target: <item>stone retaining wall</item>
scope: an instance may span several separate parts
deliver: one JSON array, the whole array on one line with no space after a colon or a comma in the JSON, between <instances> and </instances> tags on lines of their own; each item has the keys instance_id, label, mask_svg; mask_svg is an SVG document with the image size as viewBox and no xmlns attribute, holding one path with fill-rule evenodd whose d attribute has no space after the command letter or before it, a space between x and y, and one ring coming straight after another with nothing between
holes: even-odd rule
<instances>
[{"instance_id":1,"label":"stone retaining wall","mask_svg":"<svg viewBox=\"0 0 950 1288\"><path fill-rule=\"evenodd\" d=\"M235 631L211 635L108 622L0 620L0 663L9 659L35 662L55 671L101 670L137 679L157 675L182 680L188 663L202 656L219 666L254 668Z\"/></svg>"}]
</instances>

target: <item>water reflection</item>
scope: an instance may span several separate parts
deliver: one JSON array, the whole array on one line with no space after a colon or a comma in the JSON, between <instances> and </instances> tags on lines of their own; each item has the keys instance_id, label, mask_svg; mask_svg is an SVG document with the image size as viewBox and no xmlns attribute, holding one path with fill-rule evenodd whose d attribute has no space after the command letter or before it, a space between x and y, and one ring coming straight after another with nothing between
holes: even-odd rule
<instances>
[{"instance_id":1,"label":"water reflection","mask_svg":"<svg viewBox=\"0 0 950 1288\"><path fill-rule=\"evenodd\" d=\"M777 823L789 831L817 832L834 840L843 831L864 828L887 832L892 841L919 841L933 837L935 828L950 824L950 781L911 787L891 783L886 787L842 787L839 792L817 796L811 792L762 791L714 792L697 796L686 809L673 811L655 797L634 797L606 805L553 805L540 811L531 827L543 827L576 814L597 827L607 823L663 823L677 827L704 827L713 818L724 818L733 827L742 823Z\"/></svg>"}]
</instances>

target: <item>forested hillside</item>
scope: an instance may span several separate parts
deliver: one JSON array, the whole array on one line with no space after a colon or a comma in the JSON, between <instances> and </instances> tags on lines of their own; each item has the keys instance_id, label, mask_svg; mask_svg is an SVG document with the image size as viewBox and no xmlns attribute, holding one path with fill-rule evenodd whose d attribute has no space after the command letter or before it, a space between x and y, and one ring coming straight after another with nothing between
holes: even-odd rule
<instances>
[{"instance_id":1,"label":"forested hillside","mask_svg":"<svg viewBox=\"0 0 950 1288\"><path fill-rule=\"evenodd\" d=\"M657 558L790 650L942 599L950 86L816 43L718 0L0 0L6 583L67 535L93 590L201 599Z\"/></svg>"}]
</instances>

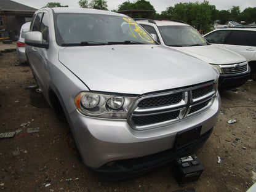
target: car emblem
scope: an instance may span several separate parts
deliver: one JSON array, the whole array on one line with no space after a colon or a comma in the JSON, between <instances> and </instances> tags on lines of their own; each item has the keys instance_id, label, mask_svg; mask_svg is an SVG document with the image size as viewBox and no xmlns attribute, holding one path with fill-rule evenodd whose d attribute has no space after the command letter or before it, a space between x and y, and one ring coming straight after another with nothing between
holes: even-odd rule
<instances>
[{"instance_id":1,"label":"car emblem","mask_svg":"<svg viewBox=\"0 0 256 192\"><path fill-rule=\"evenodd\" d=\"M239 64L238 64L238 65L236 65L236 66L234 66L234 68L236 68L236 69L238 69L238 68L240 68L240 65Z\"/></svg>"}]
</instances>

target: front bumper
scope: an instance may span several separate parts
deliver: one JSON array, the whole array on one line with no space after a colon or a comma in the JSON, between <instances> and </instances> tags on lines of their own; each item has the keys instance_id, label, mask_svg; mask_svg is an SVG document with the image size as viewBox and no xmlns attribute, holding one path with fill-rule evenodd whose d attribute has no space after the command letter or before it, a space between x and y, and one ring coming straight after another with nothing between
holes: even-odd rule
<instances>
[{"instance_id":1,"label":"front bumper","mask_svg":"<svg viewBox=\"0 0 256 192\"><path fill-rule=\"evenodd\" d=\"M246 73L236 76L228 76L223 74L220 74L218 78L218 88L232 89L239 87L250 79L250 68L249 67Z\"/></svg>"},{"instance_id":2,"label":"front bumper","mask_svg":"<svg viewBox=\"0 0 256 192\"><path fill-rule=\"evenodd\" d=\"M206 140L217 121L220 105L218 94L212 106L201 113L170 125L143 130L133 129L126 121L92 118L74 111L70 114L71 129L82 159L90 170L99 174L139 173L183 156ZM178 132L198 127L201 127L202 139L190 144L185 148L188 150L174 150ZM202 136L205 134L206 136ZM132 161L166 151L170 152L164 159L146 161L138 166L134 164L136 168L118 166L113 169L106 166L110 162Z\"/></svg>"}]
</instances>

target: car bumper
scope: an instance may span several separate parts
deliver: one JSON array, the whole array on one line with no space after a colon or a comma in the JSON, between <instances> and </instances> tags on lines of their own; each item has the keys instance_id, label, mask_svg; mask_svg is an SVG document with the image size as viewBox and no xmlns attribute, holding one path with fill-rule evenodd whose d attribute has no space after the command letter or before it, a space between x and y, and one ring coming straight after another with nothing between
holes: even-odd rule
<instances>
[{"instance_id":1,"label":"car bumper","mask_svg":"<svg viewBox=\"0 0 256 192\"><path fill-rule=\"evenodd\" d=\"M220 74L218 78L218 88L223 89L238 87L246 83L250 79L250 68L246 73L242 75L230 76Z\"/></svg>"},{"instance_id":2,"label":"car bumper","mask_svg":"<svg viewBox=\"0 0 256 192\"><path fill-rule=\"evenodd\" d=\"M70 114L71 128L86 165L98 173L123 173L134 170L127 167L111 169L106 166L110 162L132 159L171 150L174 155L166 159L153 161L153 163L135 169L139 172L142 169L150 169L156 166L170 162L178 156L182 156L204 142L206 139L196 141L194 146L186 150L174 150L176 135L178 132L201 127L202 136L212 129L218 118L221 102L218 94L212 106L207 110L193 117L161 127L143 130L135 130L131 128L126 121L97 119L85 116L78 111ZM153 162L155 163L153 163ZM107 171L105 168L107 167ZM103 167L103 168L102 168Z\"/></svg>"}]
</instances>

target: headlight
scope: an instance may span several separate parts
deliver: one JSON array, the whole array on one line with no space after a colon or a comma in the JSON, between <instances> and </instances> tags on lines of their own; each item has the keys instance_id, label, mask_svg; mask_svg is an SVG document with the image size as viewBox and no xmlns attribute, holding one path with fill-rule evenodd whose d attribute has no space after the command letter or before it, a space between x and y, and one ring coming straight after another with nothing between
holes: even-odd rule
<instances>
[{"instance_id":1,"label":"headlight","mask_svg":"<svg viewBox=\"0 0 256 192\"><path fill-rule=\"evenodd\" d=\"M125 119L135 98L82 92L76 97L74 103L78 111L85 115Z\"/></svg>"},{"instance_id":2,"label":"headlight","mask_svg":"<svg viewBox=\"0 0 256 192\"><path fill-rule=\"evenodd\" d=\"M222 70L220 68L220 66L218 66L218 65L214 65L214 64L210 64L210 65L212 66L213 66L213 68L215 70L217 70L218 73L222 73Z\"/></svg>"}]
</instances>

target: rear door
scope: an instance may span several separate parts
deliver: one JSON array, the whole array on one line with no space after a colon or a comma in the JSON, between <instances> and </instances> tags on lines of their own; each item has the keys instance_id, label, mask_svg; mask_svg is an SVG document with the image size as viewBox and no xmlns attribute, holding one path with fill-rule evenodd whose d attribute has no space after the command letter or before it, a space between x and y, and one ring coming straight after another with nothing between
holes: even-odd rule
<instances>
[{"instance_id":1,"label":"rear door","mask_svg":"<svg viewBox=\"0 0 256 192\"><path fill-rule=\"evenodd\" d=\"M256 31L233 30L224 42L223 47L243 55L248 61L256 54Z\"/></svg>"},{"instance_id":2,"label":"rear door","mask_svg":"<svg viewBox=\"0 0 256 192\"><path fill-rule=\"evenodd\" d=\"M217 30L205 38L209 42L234 51L248 61L256 55L256 31Z\"/></svg>"},{"instance_id":3,"label":"rear door","mask_svg":"<svg viewBox=\"0 0 256 192\"><path fill-rule=\"evenodd\" d=\"M40 31L42 34L43 42L49 44L49 14L47 12L38 13L33 21L31 31ZM38 83L43 90L45 90L46 81L48 75L46 70L47 53L45 48L28 46L26 54L31 69L36 76Z\"/></svg>"}]
</instances>

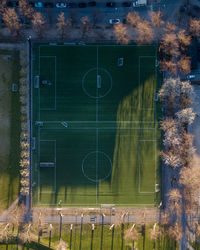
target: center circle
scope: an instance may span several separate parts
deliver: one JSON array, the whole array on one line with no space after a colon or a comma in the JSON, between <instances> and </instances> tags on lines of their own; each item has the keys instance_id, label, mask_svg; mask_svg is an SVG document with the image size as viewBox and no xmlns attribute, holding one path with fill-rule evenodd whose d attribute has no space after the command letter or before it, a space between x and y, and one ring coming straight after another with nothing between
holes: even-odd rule
<instances>
[{"instance_id":1,"label":"center circle","mask_svg":"<svg viewBox=\"0 0 200 250\"><path fill-rule=\"evenodd\" d=\"M92 68L83 76L82 88L91 98L103 98L112 89L112 76L104 68Z\"/></svg>"},{"instance_id":2,"label":"center circle","mask_svg":"<svg viewBox=\"0 0 200 250\"><path fill-rule=\"evenodd\" d=\"M112 170L110 157L102 151L88 153L82 161L83 175L93 182L104 181Z\"/></svg>"}]
</instances>

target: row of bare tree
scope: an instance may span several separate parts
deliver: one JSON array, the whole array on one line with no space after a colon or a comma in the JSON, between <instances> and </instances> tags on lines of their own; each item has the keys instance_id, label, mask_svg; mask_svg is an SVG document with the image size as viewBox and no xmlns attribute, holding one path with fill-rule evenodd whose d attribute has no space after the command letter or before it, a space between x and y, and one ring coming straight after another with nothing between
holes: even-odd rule
<instances>
[{"instance_id":1,"label":"row of bare tree","mask_svg":"<svg viewBox=\"0 0 200 250\"><path fill-rule=\"evenodd\" d=\"M127 15L127 24L114 26L117 43L128 44L135 41L138 44L160 43L160 67L170 75L188 74L190 58L188 46L193 38L200 35L200 20L191 19L186 29L180 29L173 23L165 23L162 12L149 12L149 20L142 18L138 12Z\"/></svg>"},{"instance_id":2,"label":"row of bare tree","mask_svg":"<svg viewBox=\"0 0 200 250\"><path fill-rule=\"evenodd\" d=\"M176 240L188 233L190 224L186 214L196 213L198 206L195 197L200 188L200 159L195 154L193 135L188 133L188 125L195 119L191 108L193 95L190 82L179 78L166 79L159 93L166 112L166 118L161 123L164 132L161 157L166 165L176 169L171 180L164 221Z\"/></svg>"},{"instance_id":3,"label":"row of bare tree","mask_svg":"<svg viewBox=\"0 0 200 250\"><path fill-rule=\"evenodd\" d=\"M21 102L21 159L20 159L20 194L29 194L30 185L30 144L28 128L28 60L25 50L20 50L20 102Z\"/></svg>"}]
</instances>

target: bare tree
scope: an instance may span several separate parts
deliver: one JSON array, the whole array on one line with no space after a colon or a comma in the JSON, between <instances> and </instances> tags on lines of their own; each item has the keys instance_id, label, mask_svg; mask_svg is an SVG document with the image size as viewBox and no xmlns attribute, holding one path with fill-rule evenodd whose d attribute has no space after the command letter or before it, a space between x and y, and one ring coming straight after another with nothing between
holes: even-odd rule
<instances>
[{"instance_id":1,"label":"bare tree","mask_svg":"<svg viewBox=\"0 0 200 250\"><path fill-rule=\"evenodd\" d=\"M167 55L179 56L179 43L175 33L166 33L162 36L161 48Z\"/></svg>"},{"instance_id":2,"label":"bare tree","mask_svg":"<svg viewBox=\"0 0 200 250\"><path fill-rule=\"evenodd\" d=\"M189 74L191 71L190 68L190 58L188 56L182 56L177 62L180 73Z\"/></svg>"},{"instance_id":3,"label":"bare tree","mask_svg":"<svg viewBox=\"0 0 200 250\"><path fill-rule=\"evenodd\" d=\"M185 47L190 45L191 37L186 34L185 30L180 30L177 37L181 50L185 50Z\"/></svg>"},{"instance_id":4,"label":"bare tree","mask_svg":"<svg viewBox=\"0 0 200 250\"><path fill-rule=\"evenodd\" d=\"M64 12L61 12L57 18L57 30L58 30L58 33L61 37L61 39L64 38L64 35L65 35L65 32L66 32L66 27L67 27L67 22L66 22L66 19L65 19L65 14Z\"/></svg>"},{"instance_id":5,"label":"bare tree","mask_svg":"<svg viewBox=\"0 0 200 250\"><path fill-rule=\"evenodd\" d=\"M119 23L114 26L114 34L117 40L117 43L128 44L130 41L130 35L127 31L127 28L122 23Z\"/></svg>"},{"instance_id":6,"label":"bare tree","mask_svg":"<svg viewBox=\"0 0 200 250\"><path fill-rule=\"evenodd\" d=\"M163 14L160 10L158 12L149 11L148 15L150 17L152 26L159 28L161 25L164 24L164 21L162 20Z\"/></svg>"},{"instance_id":7,"label":"bare tree","mask_svg":"<svg viewBox=\"0 0 200 250\"><path fill-rule=\"evenodd\" d=\"M175 24L167 22L166 25L165 25L164 31L166 33L173 33L174 31L177 30L177 28L178 27Z\"/></svg>"},{"instance_id":8,"label":"bare tree","mask_svg":"<svg viewBox=\"0 0 200 250\"><path fill-rule=\"evenodd\" d=\"M162 121L161 129L164 130L163 144L167 147L166 150L176 149L181 145L178 122L172 118L167 118Z\"/></svg>"},{"instance_id":9,"label":"bare tree","mask_svg":"<svg viewBox=\"0 0 200 250\"><path fill-rule=\"evenodd\" d=\"M177 154L177 151L174 149L169 150L167 152L161 152L161 157L164 163L172 168L177 168L181 165L181 157Z\"/></svg>"},{"instance_id":10,"label":"bare tree","mask_svg":"<svg viewBox=\"0 0 200 250\"><path fill-rule=\"evenodd\" d=\"M173 60L160 61L160 68L171 76L177 75L177 64Z\"/></svg>"},{"instance_id":11,"label":"bare tree","mask_svg":"<svg viewBox=\"0 0 200 250\"><path fill-rule=\"evenodd\" d=\"M183 228L182 225L179 222L175 222L174 225L169 226L168 228L168 234L173 239L179 241L183 237Z\"/></svg>"},{"instance_id":12,"label":"bare tree","mask_svg":"<svg viewBox=\"0 0 200 250\"><path fill-rule=\"evenodd\" d=\"M0 13L3 14L7 7L7 0L2 0L0 2Z\"/></svg>"},{"instance_id":13,"label":"bare tree","mask_svg":"<svg viewBox=\"0 0 200 250\"><path fill-rule=\"evenodd\" d=\"M182 82L180 78L167 78L164 80L162 88L159 91L159 97L162 102L175 105L175 98L180 96Z\"/></svg>"},{"instance_id":14,"label":"bare tree","mask_svg":"<svg viewBox=\"0 0 200 250\"><path fill-rule=\"evenodd\" d=\"M195 119L195 113L192 108L185 108L176 113L179 122L183 124L192 124Z\"/></svg>"},{"instance_id":15,"label":"bare tree","mask_svg":"<svg viewBox=\"0 0 200 250\"><path fill-rule=\"evenodd\" d=\"M138 12L129 12L126 17L127 23L131 25L132 29L135 29L137 24L141 22L141 17Z\"/></svg>"},{"instance_id":16,"label":"bare tree","mask_svg":"<svg viewBox=\"0 0 200 250\"><path fill-rule=\"evenodd\" d=\"M182 203L182 195L180 194L180 191L177 188L171 189L168 193L168 198L171 212L180 215Z\"/></svg>"},{"instance_id":17,"label":"bare tree","mask_svg":"<svg viewBox=\"0 0 200 250\"><path fill-rule=\"evenodd\" d=\"M21 23L18 20L19 16L17 15L14 8L8 8L4 10L3 20L8 28L8 30L13 35L19 35L19 31L22 27Z\"/></svg>"},{"instance_id":18,"label":"bare tree","mask_svg":"<svg viewBox=\"0 0 200 250\"><path fill-rule=\"evenodd\" d=\"M77 23L77 20L78 20L78 14L76 10L70 11L70 19L71 19L72 27L74 27L74 25Z\"/></svg>"},{"instance_id":19,"label":"bare tree","mask_svg":"<svg viewBox=\"0 0 200 250\"><path fill-rule=\"evenodd\" d=\"M171 131L174 136L177 136L178 133L178 122L172 118L166 118L161 121L161 129L166 132L168 130Z\"/></svg>"},{"instance_id":20,"label":"bare tree","mask_svg":"<svg viewBox=\"0 0 200 250\"><path fill-rule=\"evenodd\" d=\"M181 109L191 106L193 103L194 90L189 81L183 81L181 84L180 105Z\"/></svg>"},{"instance_id":21,"label":"bare tree","mask_svg":"<svg viewBox=\"0 0 200 250\"><path fill-rule=\"evenodd\" d=\"M134 249L135 241L138 241L140 233L135 229L135 224L131 228L128 228L124 232L124 239L127 243L132 242L132 248Z\"/></svg>"},{"instance_id":22,"label":"bare tree","mask_svg":"<svg viewBox=\"0 0 200 250\"><path fill-rule=\"evenodd\" d=\"M85 37L86 32L88 32L90 28L90 19L88 16L84 16L81 18L82 24L82 38Z\"/></svg>"},{"instance_id":23,"label":"bare tree","mask_svg":"<svg viewBox=\"0 0 200 250\"><path fill-rule=\"evenodd\" d=\"M19 1L19 12L24 17L31 19L34 13L34 9L30 6L29 2L26 0Z\"/></svg>"},{"instance_id":24,"label":"bare tree","mask_svg":"<svg viewBox=\"0 0 200 250\"><path fill-rule=\"evenodd\" d=\"M93 10L92 11L92 22L93 22L93 27L96 26L97 22L99 21L100 18L100 11L99 10Z\"/></svg>"},{"instance_id":25,"label":"bare tree","mask_svg":"<svg viewBox=\"0 0 200 250\"><path fill-rule=\"evenodd\" d=\"M32 24L34 30L39 34L39 36L43 35L45 23L46 21L40 12L34 13Z\"/></svg>"},{"instance_id":26,"label":"bare tree","mask_svg":"<svg viewBox=\"0 0 200 250\"><path fill-rule=\"evenodd\" d=\"M187 187L190 193L196 194L200 188L200 158L197 154L193 155L189 167L183 167L180 171L179 183Z\"/></svg>"},{"instance_id":27,"label":"bare tree","mask_svg":"<svg viewBox=\"0 0 200 250\"><path fill-rule=\"evenodd\" d=\"M139 44L151 44L154 39L153 29L148 21L141 21L136 26L137 30L137 42Z\"/></svg>"},{"instance_id":28,"label":"bare tree","mask_svg":"<svg viewBox=\"0 0 200 250\"><path fill-rule=\"evenodd\" d=\"M197 37L200 35L200 20L190 20L190 33L193 37Z\"/></svg>"}]
</instances>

+--

Written problem:
Recast the data from the line containing "target: <item>forested hillside</item>" up to and including the line containing "558L790 650L942 599L950" as a Markdown table with the columns Row and Data line. Put a row number in the first column and the line in the second, and leave out any blank lines.

Task solution:
| Row | Data line |
|---|---|
| 1 | target: <item>forested hillside</item> |
| 2 | scope: an instance may span several separate parts |
| 3 | deliver: one JSON array, the whole array on one line with no space after a colon or a comma in the JSON, between <instances> and </instances> tags on lines of their own; each item has the keys instance_id, label, mask_svg; mask_svg is an SVG document with the image size as viewBox and no xmlns attribute, holding one path with fill-rule evenodd whose d attribute has no space after the command letter or before it, a space between x and y, and one ring coming straight after another with nothing between |
| 4 | holes: even-odd rule |
| 5 | <instances> |
| 6 | [{"instance_id":1,"label":"forested hillside","mask_svg":"<svg viewBox=\"0 0 950 1288\"><path fill-rule=\"evenodd\" d=\"M657 558L790 650L942 599L950 86L816 43L718 0L0 0L6 583L67 535L93 590L201 599Z\"/></svg>"}] |